#### REQUIRED WORK:
Work out how many lines of the records hold the string "window", and reply with that number alone.

#### RECORDS:
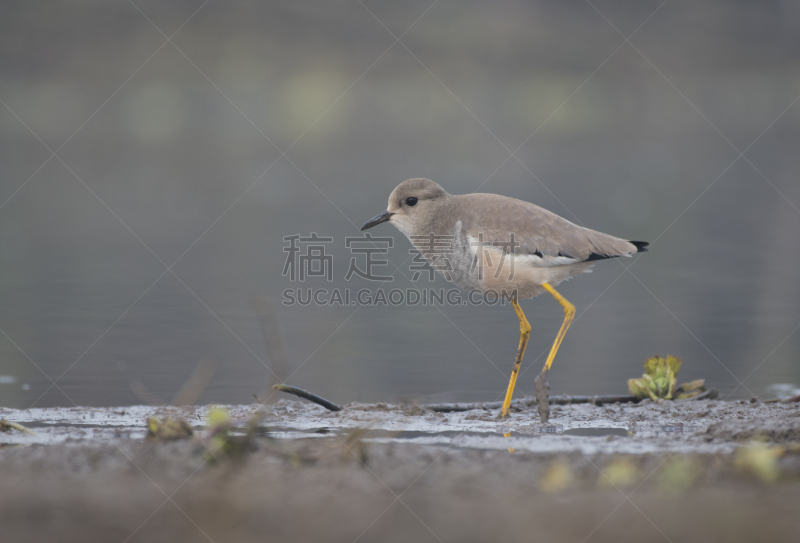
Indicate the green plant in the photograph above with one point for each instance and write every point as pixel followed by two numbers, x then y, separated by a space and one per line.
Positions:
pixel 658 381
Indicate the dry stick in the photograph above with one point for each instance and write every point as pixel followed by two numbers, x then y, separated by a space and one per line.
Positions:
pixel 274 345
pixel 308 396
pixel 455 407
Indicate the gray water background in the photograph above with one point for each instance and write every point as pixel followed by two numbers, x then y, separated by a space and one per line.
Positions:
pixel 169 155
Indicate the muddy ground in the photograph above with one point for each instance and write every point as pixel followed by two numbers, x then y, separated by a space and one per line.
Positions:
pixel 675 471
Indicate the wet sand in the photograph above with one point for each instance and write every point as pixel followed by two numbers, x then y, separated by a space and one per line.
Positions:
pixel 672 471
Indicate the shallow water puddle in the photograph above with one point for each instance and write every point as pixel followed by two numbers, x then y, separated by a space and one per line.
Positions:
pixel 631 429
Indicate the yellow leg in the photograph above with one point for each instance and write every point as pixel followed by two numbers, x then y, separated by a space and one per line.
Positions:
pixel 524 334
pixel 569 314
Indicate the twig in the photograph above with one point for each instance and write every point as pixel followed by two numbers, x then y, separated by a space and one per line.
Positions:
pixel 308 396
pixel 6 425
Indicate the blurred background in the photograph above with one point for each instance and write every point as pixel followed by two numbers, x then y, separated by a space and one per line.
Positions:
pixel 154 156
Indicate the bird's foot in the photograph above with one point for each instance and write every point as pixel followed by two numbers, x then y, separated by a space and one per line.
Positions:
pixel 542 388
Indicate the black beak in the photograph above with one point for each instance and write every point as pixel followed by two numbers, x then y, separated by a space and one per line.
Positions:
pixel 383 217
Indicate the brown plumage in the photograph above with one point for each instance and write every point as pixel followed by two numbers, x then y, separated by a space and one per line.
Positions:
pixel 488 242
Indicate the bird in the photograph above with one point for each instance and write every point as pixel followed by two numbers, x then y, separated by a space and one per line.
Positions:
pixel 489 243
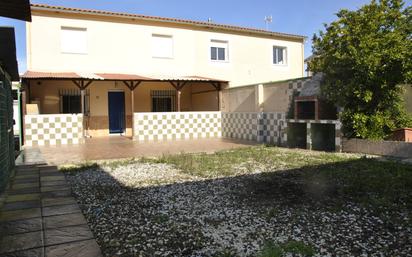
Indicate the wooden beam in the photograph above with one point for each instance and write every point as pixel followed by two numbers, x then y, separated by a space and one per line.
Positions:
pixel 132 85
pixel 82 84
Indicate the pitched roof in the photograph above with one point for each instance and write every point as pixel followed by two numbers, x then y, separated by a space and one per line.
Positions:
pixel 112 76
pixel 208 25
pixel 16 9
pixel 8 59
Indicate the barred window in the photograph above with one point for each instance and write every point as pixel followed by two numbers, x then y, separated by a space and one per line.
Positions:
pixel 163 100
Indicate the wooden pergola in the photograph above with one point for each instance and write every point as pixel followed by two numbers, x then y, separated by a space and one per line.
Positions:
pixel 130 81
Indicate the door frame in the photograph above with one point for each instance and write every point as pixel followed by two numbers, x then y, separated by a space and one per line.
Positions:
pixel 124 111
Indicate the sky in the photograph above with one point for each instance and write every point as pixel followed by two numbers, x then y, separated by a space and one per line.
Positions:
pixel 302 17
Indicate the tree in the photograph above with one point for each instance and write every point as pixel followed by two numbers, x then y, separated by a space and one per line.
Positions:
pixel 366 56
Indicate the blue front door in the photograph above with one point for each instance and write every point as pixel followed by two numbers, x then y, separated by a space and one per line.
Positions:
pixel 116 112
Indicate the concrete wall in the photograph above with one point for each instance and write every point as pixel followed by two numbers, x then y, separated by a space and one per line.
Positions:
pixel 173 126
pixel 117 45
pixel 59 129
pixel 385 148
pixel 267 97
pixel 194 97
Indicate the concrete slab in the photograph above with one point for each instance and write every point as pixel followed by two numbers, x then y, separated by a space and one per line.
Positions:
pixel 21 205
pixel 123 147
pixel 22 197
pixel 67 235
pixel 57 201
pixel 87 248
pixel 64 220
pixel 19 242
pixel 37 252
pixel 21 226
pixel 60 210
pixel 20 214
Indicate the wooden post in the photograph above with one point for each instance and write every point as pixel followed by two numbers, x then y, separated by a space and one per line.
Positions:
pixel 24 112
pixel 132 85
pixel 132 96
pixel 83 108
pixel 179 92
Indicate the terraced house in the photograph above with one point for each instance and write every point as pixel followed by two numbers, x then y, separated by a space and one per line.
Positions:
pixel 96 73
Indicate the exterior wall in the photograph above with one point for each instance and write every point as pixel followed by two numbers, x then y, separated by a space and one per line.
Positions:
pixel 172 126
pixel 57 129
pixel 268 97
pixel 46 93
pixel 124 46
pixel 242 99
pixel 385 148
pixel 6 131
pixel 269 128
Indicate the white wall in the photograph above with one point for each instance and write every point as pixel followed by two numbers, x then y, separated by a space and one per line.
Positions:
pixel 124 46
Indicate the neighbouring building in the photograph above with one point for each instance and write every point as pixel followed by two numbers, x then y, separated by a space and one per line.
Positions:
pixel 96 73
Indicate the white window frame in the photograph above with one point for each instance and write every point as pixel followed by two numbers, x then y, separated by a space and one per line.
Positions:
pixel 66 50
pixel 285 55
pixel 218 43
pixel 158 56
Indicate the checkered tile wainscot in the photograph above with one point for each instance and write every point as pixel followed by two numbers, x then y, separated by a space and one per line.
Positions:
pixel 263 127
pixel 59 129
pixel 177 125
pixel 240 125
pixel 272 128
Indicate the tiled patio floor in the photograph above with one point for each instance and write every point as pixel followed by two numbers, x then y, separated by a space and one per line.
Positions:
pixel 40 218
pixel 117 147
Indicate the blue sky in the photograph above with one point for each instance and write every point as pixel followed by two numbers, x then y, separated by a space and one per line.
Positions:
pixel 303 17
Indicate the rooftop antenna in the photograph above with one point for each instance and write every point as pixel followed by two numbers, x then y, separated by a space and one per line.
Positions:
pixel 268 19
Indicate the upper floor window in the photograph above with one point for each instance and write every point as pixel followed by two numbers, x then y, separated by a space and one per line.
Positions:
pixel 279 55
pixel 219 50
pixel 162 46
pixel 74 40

#### ANSWER TO THE EXERCISE:
3